Print only the line with "Locate the boy's sneaker" and the lines after it, ending with the last line of the material, each exactly as it stands.

- - -

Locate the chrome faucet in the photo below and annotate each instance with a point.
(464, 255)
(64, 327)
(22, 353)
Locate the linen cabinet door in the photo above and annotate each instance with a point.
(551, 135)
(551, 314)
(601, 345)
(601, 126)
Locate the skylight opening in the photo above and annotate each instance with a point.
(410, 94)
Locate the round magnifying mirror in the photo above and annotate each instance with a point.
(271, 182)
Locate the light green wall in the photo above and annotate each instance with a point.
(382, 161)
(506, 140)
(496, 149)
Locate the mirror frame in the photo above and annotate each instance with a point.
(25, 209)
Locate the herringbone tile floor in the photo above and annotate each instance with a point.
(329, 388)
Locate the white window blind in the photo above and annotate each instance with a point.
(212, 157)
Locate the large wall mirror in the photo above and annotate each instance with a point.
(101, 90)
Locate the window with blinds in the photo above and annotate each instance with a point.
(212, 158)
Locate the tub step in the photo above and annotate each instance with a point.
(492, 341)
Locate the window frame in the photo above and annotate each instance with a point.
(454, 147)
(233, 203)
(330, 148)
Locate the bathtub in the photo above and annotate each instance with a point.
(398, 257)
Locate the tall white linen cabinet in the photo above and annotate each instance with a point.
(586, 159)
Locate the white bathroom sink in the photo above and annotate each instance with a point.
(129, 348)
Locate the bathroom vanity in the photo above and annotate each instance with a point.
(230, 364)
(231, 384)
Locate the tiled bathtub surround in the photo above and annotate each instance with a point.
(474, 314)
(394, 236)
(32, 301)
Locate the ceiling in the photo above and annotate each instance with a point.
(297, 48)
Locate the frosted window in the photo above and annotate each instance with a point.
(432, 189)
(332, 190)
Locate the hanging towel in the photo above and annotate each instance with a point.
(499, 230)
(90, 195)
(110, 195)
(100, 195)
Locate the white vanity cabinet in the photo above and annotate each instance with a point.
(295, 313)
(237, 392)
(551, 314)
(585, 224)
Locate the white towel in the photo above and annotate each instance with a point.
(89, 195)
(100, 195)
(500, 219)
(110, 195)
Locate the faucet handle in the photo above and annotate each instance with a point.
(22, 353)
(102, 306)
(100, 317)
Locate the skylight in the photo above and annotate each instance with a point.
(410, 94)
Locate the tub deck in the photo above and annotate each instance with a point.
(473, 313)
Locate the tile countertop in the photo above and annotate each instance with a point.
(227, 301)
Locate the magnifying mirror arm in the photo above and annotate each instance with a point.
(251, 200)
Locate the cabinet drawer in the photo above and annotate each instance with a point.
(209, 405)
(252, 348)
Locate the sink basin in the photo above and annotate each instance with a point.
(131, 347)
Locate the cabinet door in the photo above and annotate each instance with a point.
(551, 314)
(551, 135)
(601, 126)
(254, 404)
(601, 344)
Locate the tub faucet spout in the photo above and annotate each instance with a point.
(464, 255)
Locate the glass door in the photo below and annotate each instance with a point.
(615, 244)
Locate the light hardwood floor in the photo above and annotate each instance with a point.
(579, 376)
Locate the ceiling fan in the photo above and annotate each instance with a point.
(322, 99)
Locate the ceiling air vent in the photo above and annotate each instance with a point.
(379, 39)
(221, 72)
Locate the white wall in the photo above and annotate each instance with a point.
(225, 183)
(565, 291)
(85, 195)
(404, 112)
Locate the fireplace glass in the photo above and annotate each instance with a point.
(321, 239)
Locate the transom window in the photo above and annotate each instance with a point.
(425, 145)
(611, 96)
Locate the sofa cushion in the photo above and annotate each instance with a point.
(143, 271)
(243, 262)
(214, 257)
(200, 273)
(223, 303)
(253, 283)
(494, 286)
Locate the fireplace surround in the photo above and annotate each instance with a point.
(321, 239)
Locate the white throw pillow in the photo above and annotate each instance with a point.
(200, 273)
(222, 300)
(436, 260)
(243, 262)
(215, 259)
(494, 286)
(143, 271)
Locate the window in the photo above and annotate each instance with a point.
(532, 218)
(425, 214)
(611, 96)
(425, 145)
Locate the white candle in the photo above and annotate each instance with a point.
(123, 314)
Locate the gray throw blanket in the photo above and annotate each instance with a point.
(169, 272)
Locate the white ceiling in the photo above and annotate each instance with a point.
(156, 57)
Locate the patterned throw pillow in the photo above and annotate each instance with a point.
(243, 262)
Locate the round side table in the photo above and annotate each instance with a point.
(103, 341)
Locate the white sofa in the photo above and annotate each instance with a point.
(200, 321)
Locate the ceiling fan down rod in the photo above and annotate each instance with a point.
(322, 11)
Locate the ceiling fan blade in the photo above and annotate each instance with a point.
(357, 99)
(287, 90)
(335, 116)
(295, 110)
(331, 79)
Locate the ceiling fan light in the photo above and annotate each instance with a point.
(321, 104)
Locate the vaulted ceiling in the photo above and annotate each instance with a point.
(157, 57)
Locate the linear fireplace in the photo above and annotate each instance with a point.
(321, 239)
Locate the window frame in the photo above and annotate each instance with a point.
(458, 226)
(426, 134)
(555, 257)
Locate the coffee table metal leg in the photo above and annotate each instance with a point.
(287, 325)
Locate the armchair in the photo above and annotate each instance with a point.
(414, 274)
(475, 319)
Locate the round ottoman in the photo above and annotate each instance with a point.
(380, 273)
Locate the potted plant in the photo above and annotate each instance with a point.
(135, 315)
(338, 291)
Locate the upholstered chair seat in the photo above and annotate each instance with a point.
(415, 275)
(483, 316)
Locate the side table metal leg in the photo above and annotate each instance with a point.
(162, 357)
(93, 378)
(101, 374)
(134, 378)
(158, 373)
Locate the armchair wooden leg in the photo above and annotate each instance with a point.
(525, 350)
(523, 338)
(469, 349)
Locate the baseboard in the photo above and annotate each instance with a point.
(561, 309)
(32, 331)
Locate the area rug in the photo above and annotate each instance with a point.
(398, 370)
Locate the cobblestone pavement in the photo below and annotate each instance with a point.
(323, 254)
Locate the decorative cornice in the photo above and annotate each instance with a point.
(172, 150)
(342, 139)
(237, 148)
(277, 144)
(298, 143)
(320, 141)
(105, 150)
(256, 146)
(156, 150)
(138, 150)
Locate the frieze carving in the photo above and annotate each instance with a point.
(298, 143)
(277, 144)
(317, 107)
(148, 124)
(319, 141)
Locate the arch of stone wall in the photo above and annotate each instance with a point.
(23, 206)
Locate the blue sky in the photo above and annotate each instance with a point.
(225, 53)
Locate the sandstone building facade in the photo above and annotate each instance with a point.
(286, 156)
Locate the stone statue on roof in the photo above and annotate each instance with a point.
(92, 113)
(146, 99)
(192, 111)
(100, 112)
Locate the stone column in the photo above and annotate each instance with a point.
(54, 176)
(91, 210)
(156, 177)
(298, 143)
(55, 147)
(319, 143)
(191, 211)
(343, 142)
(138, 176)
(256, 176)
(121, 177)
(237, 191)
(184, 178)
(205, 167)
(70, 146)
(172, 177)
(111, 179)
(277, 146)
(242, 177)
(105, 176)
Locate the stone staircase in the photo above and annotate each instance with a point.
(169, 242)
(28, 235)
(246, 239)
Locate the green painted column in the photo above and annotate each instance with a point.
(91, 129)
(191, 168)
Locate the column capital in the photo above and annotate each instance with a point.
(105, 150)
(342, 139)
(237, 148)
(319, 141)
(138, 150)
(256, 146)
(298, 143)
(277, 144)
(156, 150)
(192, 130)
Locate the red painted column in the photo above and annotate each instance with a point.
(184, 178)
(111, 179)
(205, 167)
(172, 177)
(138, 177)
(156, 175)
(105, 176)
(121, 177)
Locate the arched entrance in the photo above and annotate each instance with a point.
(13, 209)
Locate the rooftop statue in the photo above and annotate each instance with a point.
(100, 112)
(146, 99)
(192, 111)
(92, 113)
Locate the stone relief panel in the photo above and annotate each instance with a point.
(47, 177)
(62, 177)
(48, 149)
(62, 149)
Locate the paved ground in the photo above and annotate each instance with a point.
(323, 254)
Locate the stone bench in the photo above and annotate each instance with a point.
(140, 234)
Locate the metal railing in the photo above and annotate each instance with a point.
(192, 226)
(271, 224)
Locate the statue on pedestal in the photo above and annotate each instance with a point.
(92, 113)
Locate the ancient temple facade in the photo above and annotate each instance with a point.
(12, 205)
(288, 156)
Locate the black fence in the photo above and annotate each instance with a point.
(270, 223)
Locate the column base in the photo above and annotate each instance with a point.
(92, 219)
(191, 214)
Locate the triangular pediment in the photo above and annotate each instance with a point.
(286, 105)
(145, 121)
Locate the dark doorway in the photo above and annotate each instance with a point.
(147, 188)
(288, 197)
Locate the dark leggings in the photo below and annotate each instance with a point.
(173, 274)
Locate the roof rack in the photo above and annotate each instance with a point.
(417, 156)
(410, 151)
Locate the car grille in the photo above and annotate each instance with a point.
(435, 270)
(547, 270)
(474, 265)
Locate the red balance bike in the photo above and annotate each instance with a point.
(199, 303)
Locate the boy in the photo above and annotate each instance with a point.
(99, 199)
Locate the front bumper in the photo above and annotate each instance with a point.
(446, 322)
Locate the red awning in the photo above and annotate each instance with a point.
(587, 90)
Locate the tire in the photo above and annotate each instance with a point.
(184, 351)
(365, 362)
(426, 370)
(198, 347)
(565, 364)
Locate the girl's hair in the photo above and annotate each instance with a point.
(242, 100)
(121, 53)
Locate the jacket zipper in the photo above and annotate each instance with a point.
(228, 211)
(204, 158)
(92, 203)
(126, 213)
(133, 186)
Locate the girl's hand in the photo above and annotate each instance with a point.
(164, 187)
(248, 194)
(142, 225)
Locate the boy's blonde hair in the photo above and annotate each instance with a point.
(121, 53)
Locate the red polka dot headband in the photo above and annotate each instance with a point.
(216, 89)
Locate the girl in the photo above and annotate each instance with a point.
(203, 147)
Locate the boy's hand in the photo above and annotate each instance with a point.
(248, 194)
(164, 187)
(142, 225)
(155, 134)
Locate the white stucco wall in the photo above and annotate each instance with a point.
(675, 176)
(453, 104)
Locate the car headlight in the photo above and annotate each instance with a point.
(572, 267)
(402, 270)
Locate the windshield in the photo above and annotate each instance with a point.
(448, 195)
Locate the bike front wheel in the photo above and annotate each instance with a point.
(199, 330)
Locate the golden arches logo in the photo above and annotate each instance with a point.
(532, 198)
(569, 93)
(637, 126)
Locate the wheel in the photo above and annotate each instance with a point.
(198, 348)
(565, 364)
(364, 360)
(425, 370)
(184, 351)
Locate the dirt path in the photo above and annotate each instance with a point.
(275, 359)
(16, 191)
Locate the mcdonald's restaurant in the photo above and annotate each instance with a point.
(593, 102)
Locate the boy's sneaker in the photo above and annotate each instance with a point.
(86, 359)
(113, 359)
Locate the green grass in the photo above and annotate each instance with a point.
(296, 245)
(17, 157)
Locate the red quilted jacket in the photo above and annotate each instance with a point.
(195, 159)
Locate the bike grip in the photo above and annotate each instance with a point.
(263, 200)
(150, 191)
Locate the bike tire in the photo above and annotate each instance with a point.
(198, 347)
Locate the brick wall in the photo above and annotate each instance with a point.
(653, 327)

- - -

# RESPONSE FOR THIS EXERCISE
Locate the boy's sneaker in the photo above and annotate each instance with a point.
(86, 359)
(113, 359)
Locate the green grass in the photo above and annotate each instance with a point.
(296, 245)
(17, 157)
Locate the red quilted jacket in the photo above and annotate each instance with a point.
(195, 159)
Locate the bike grip in the photo above and annotate each instance with a point.
(263, 200)
(150, 191)
Locate the bike tire in the photo above and annotate each instance with a point.
(198, 347)
Locate the brick wall in the photo above and annotate each instance with a point.
(653, 327)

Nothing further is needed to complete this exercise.